■ **INPUT FOR THIS TASK**:

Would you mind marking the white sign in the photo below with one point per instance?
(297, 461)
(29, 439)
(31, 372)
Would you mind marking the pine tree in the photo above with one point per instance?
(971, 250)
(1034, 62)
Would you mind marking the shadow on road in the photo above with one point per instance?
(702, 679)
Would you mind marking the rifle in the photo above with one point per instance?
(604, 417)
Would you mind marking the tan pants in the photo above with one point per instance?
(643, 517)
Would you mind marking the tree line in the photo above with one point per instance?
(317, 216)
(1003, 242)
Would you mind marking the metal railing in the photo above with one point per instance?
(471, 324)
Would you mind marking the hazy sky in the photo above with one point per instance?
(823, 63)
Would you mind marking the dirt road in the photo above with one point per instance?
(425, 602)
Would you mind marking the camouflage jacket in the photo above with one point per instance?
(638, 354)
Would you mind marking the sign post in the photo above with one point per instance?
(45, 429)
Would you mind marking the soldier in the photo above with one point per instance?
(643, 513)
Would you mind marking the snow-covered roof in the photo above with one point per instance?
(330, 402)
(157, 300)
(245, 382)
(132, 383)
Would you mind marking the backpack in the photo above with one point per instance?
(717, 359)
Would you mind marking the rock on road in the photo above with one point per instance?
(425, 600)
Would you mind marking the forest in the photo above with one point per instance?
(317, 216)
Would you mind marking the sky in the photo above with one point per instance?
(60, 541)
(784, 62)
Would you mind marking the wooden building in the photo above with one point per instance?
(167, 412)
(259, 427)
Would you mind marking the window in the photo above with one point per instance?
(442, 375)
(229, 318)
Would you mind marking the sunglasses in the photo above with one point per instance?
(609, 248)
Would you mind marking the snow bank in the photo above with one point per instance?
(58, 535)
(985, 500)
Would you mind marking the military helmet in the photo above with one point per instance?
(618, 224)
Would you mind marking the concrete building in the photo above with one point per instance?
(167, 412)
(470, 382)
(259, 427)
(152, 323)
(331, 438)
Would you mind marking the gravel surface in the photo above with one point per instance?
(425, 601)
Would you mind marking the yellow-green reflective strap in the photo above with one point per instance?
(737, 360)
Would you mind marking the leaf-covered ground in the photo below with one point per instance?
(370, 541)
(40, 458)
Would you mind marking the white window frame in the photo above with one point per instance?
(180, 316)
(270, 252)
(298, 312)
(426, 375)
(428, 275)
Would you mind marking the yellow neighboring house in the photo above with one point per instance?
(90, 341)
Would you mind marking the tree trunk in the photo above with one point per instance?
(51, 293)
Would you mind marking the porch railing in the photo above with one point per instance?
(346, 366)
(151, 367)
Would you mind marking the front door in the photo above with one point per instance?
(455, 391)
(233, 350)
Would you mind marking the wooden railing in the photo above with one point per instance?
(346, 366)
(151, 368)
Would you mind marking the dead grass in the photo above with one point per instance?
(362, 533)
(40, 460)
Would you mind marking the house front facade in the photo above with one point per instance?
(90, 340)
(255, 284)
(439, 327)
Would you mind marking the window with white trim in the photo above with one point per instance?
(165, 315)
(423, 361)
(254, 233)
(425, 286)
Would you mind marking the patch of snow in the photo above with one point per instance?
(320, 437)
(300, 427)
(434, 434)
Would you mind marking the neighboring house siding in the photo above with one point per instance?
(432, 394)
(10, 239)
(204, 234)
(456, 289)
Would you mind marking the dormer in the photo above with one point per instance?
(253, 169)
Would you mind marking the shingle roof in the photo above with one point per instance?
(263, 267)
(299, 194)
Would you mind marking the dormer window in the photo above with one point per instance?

■ **WHAT IS BEING ASKED**: Exactly as they appear above, copy out all the records.

■ **PROBLEM SOLUTION**:
Would you mind marking the white sign in the photo below with one point per instance?
(297, 461)
(29, 439)
(31, 372)
Would you mind marking the pine tree in the photo above with one point per instance?
(971, 250)
(1034, 62)
Would you mind marking the shadow on road in the photo above with one point per instance?
(702, 679)
Would you mind marking the rifle in the photo above with one point per instance?
(604, 417)
Would you mind marking the tan pants in the photo above with one point per instance?
(643, 517)
Would you mind marking the tree line in the photo above with one point per instance?
(317, 216)
(1003, 242)
Would you mind marking the metal railing in the photo above with one point per instance?
(471, 324)
Would you mind marking the hazy sky in the photo above with one point per instance?
(823, 63)
Would you mind marking the dirt road in the photo above with one point per instance?
(425, 602)
Would you mind marking the camouflage jacket in the photo above with one point per instance?
(638, 354)
Would you mind marking the sign post in the photo above with one point per instance?
(45, 429)
Would you mind marking the soldier in the photo above with one point per instance?
(643, 513)
Would you mind marking the snow-covered roof in the photo above with one point per instance?
(330, 402)
(157, 300)
(245, 382)
(132, 383)
Would you mind marking the backpack in the photo above with one point per instance?
(717, 359)
Would you mind marking the rock on road in the photo above with one point per instance?
(425, 600)
Would you mind marking the forest in the photo above with one point per instance?
(317, 216)
Would you mind marking the sky in the photo above with one point per instance?
(60, 541)
(784, 62)
Would you mind marking the wooden building in the photo above with one point per instance?
(167, 412)
(259, 427)
Would you mind marking the window in the photo above with one point per instance?
(442, 375)
(229, 318)
Would you mind marking the sunglasses in the photo above with one point per instance?
(609, 248)
Would you mind marking the snow bank in the photo above with one point per instance?
(58, 535)
(985, 500)
Would you mind marking the military helmet in the photo above with one point per instance?
(618, 224)
Would you mind marking the concrete building in the photo above with one point per instance?
(167, 412)
(470, 382)
(259, 427)
(152, 323)
(331, 438)
Would you mind marking the gravel surface in the photo above with one point per instance?
(425, 601)
Would you mind marking the yellow-green reflective strap in the photo above with one point per instance?
(737, 360)
Would you mind marking the leaf-covered ground in the photo below with one point per instance?
(370, 541)
(40, 458)
Would you mind marking the white window frame in the photo above with one point per instance?
(180, 316)
(270, 252)
(298, 312)
(426, 375)
(428, 275)
Would you mind marking the yellow neighboring house in the photo above with one point per instance?
(90, 341)
Would you mind marking the tree trunk in the photo above with one point per instance?
(51, 293)
Would you mind marking the porch railing in the photo above with one point per instance?
(346, 366)
(151, 367)
Would you mind marking the front door in the photo above with one point per instance?
(455, 391)
(233, 350)
Would you mind marking the wooden railing in the photo above with one point per instance?
(346, 366)
(151, 368)
Would you mind marking the dead grass in the photo above with one point per instance?
(362, 533)
(40, 460)
Would you mind marking the house front facade in the photo above with one point per instance?
(90, 340)
(255, 284)
(439, 327)
Would you mind marking the window with white trim in the photo above with one point per instance?
(165, 315)
(423, 361)
(254, 233)
(425, 286)
Would you mind marking the patch of snow in the photo above with one point per instance?
(320, 437)
(300, 427)
(434, 434)
Would you mind marking the neighboring house siding in the photo above with one point per instance?
(432, 394)
(10, 239)
(204, 234)
(456, 289)
Would you mind marking the dormer in the photo above with one point per instance?
(253, 169)
Would you mind marking the shingle roof in the photo above with one point per instance?
(263, 267)
(299, 194)
Would you mind marking the dormer window in the photo above with one point per instance?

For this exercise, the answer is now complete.